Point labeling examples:
--------------------------------------------------

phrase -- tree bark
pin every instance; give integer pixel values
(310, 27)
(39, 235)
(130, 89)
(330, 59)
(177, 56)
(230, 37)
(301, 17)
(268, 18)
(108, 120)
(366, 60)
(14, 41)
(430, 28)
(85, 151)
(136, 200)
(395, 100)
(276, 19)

--------------------------------------------------

### Written problem
Copy the records above exactly as they appear.

### Reply
phrase -- tree bark
pin every instance; give integer pixel values
(310, 27)
(39, 235)
(130, 89)
(330, 59)
(177, 56)
(230, 37)
(301, 17)
(268, 18)
(108, 120)
(366, 60)
(14, 41)
(430, 28)
(85, 151)
(136, 200)
(395, 100)
(276, 19)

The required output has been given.